• [Given task] Reproduce the following data verbatim, including every line, but omit the pictures from your answer.

• [Supplied material]
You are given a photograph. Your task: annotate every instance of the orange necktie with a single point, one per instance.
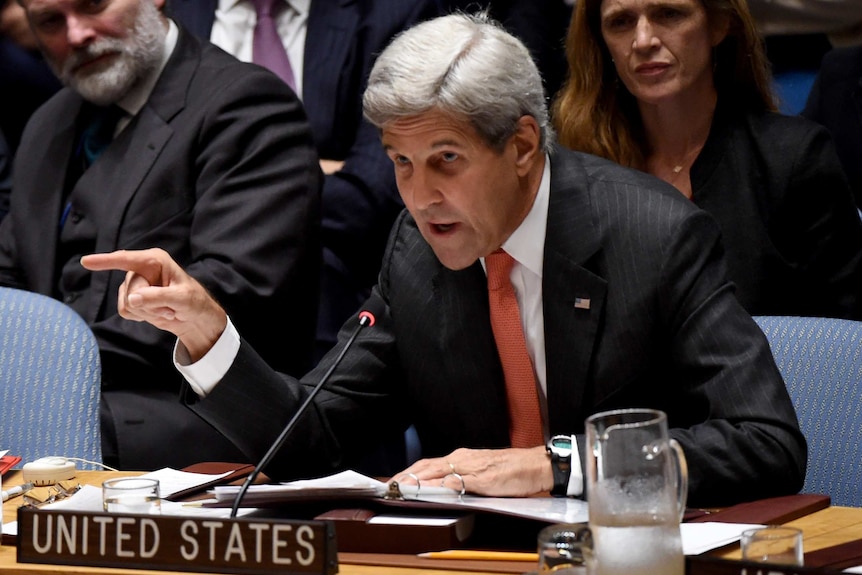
(525, 420)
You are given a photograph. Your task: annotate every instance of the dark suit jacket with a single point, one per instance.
(792, 233)
(360, 202)
(663, 330)
(218, 168)
(836, 102)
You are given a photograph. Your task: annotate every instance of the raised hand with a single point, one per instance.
(158, 291)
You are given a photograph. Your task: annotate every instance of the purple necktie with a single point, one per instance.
(267, 48)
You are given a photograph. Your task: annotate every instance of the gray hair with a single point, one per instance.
(464, 65)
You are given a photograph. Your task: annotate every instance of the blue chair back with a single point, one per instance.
(50, 380)
(821, 361)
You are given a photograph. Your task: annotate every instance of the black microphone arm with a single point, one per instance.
(366, 319)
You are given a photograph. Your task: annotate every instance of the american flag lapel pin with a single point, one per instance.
(582, 303)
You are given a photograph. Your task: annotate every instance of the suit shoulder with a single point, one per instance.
(606, 181)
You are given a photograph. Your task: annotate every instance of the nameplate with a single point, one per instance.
(705, 565)
(160, 542)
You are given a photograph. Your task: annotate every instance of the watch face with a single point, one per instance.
(562, 444)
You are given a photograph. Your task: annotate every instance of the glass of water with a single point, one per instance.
(132, 495)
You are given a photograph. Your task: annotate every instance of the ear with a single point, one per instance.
(719, 26)
(527, 143)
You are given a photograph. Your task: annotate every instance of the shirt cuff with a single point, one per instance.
(575, 487)
(204, 374)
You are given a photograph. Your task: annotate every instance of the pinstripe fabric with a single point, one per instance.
(821, 361)
(525, 420)
(50, 379)
(663, 330)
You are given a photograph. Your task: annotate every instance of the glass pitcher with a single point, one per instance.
(637, 483)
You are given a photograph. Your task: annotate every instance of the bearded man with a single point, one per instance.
(161, 140)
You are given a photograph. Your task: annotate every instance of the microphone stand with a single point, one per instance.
(366, 318)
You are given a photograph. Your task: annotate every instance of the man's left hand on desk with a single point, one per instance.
(492, 472)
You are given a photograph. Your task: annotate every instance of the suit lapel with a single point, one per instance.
(124, 165)
(470, 354)
(196, 15)
(573, 296)
(326, 57)
(48, 195)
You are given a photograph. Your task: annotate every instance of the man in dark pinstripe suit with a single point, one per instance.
(620, 281)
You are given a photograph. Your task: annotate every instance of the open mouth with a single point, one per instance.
(442, 228)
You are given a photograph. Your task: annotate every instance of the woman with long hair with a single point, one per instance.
(681, 89)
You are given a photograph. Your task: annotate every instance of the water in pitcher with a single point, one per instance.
(638, 549)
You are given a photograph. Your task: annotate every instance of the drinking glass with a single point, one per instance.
(132, 495)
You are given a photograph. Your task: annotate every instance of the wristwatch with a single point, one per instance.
(560, 449)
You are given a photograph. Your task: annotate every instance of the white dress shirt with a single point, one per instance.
(233, 31)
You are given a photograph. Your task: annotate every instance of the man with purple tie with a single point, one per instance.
(330, 48)
(160, 139)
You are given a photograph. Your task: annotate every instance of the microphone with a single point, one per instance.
(366, 319)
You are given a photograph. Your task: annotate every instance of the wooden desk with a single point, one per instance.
(831, 526)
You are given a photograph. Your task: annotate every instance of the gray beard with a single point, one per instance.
(137, 55)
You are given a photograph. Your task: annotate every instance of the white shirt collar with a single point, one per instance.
(527, 243)
(135, 99)
(301, 6)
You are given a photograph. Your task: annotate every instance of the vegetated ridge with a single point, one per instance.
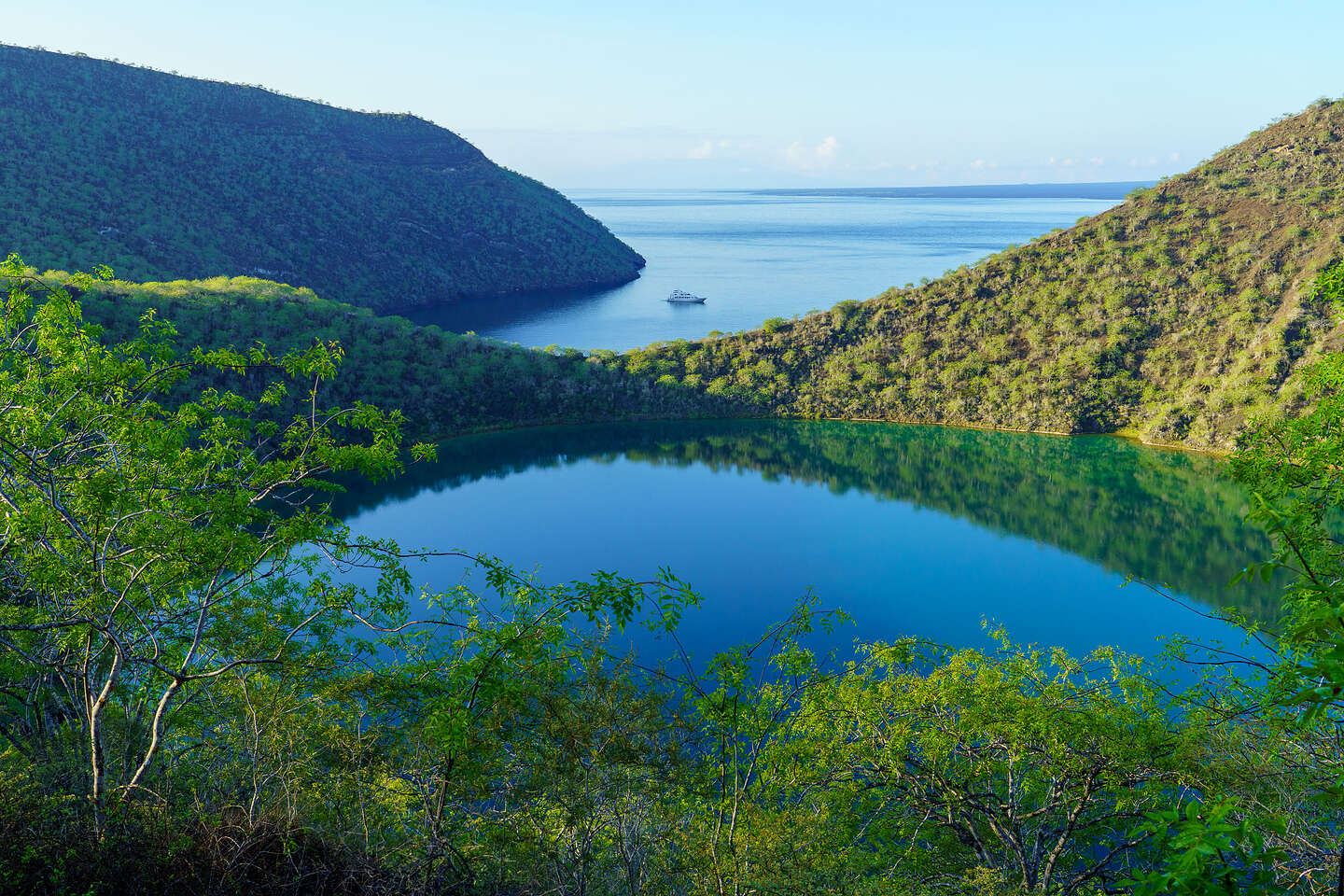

• [Answer to this problem]
You are given a photograph. Your task: annotate every instance of the orange necktie with a single point, one per instance.
(525, 420)
You are given a photograph. Your task: annotate every instance of the dark suit jacket with a single point, one per instance.
(792, 233)
(360, 202)
(663, 330)
(218, 168)
(836, 102)
You are given a photograph. Your task: annotate every instance of the raised hand with a single point, one per instance.
(158, 291)
You are given a photograph. Your task: annotate every instance of the purple necktie with a single point, one per instance.
(267, 48)
You are given a photograph. Your task: annotate every instance of the gray hair with a single point, one per instance.
(464, 65)
You are given a photograph. Your task: annotate every instance of the blue chair back with a single point, one per instance.
(50, 380)
(821, 361)
You are given a photograph. Your task: annotate every instance of the black microphone arm with a single point, one per instance.
(366, 319)
You are given a photograph. Your task: annotate every instance of the american flag lapel pin with a single point, one per instance.
(582, 303)
You are given a photograph. Your task: annotate every instance of the suit shoulder with a single point, one per instance.
(606, 181)
You are given a photograph. Your task: annotate every instance of the nameplate with a single point, one per instance.
(705, 565)
(160, 542)
You are given a photograph. Your task: annotate every instance of the watch face with a single point, one per instance.
(562, 444)
You are given a photograph. Your task: annotate every instance of the glass of water with a single point, one per instance.
(132, 495)
You are given a photograph. Your task: annotate every instance of the ear with a single point, one per instance.
(719, 26)
(527, 143)
You are given a photograph. Your task: annotate every instance of the shirt cuff with a single point, one per instance.
(575, 487)
(204, 374)
You are given a photograph. Your task: annotate every instance of the pinstripe fabric with a single point, one per instance.
(821, 361)
(525, 420)
(50, 379)
(663, 330)
You are given a photograph. Your task: annotate every instance of the glass pitcher with a single point, one per instance.
(637, 483)
You are given a photograph. Your task: annotate every instance of the bearded man with a single point, one per instance.
(161, 140)
You are given a photograph. Your task: annotate every instance of the microphone stand with a single point, one per instance.
(366, 318)
You are given a photograph. Your task: annotate every instance of the man's left hand on desk with a single point, one per instance.
(492, 472)
You are given a photograph. Your task: annotate every instance of the suit lapel with a single point, one per instance.
(124, 165)
(470, 354)
(196, 15)
(573, 296)
(326, 57)
(48, 195)
You are given a photograph. Your task: annotate every instance of the man in dark pinstripe suit with a single point, one per instance.
(620, 281)
You are given a photograph. Your task: annotate every instance of the open mouth with a single point, one per instance.
(442, 228)
You are given a photograph. Your task: annotate every instance of the woman with long hair with a single point, one per instance.
(681, 89)
You are given a photograph. Your task: annotate every instance of the water in pitcher with a single point, one per instance.
(638, 549)
You are given a photograph. Your task: annotate every instance of the drinking glass with a single point, one per instance.
(132, 495)
You are given a photograph. Your task: annotate every instance of the wristwatch with a single point, one per instance.
(560, 449)
You are given a photograph. Your task: annotate every instance of the white dress shirt with a single point, one per instance.
(233, 31)
You are given a photograph. Your task: annotate every instance of the man with purple tie with a single point, one per instance.
(330, 48)
(160, 139)
You are given a photograph. Your task: annotate every instance of the microphone with a single point, one per instance.
(366, 319)
You are given a photograph. Your task: annotate every instance of the wooden desk with a single point, one per instance.
(831, 526)
You are given a photograph. Your task: annotate every instance of the gray beard with a single point, one per instance.
(137, 55)
You are given a photograph. Your task: annotate every instance of the white shirt collar with a single point, one per instance.
(527, 243)
(135, 99)
(301, 6)
You are given a photograph. Your task: annotate every instance of the vegetated ridge with a single point, one per instance.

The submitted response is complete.